Segmentation dataset excerpts
◇ ◇ ◇ ◇ ◇ ◇ ◇
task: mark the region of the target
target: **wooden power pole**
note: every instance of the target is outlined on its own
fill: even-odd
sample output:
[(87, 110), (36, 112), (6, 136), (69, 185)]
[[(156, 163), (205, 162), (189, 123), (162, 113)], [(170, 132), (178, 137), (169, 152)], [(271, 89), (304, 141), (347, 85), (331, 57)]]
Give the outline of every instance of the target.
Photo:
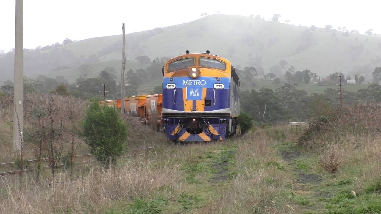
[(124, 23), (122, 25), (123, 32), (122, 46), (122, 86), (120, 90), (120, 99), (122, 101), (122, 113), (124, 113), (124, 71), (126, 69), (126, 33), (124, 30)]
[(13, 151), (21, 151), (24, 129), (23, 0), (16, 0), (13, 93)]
◇ ◇ ◇ ◇ ◇ ◇ ◇
## Required work
Put every line of the items above into a Markdown table with the columns "Row" and "Line," numbering the rows and leaving out blank lines. Leave the pictures out of the table.

## Correct result
| Row | Line |
|---|---|
| 1 | task: mark the region of the target |
| 2 | target: **wooden power pole** |
| 3 | note: every instance of the target is outlined on its own |
| 4 | fill: even-odd |
| 5 | sample output: |
| 6 | [(87, 110), (36, 112), (6, 136), (69, 185)] |
| 7 | [[(156, 163), (205, 162), (189, 123), (162, 113)], [(170, 132), (178, 137), (169, 152)], [(271, 89), (304, 141), (347, 85), (331, 57)]] |
| 8 | Give the outline of every instance of the target. |
| 9 | Photo: |
| 10 | [(124, 23), (122, 25), (123, 32), (122, 46), (122, 86), (120, 90), (120, 99), (122, 101), (122, 113), (124, 113), (124, 71), (126, 69), (126, 33), (124, 30)] |
| 11 | [(13, 151), (21, 151), (24, 129), (23, 0), (16, 0), (13, 93)] |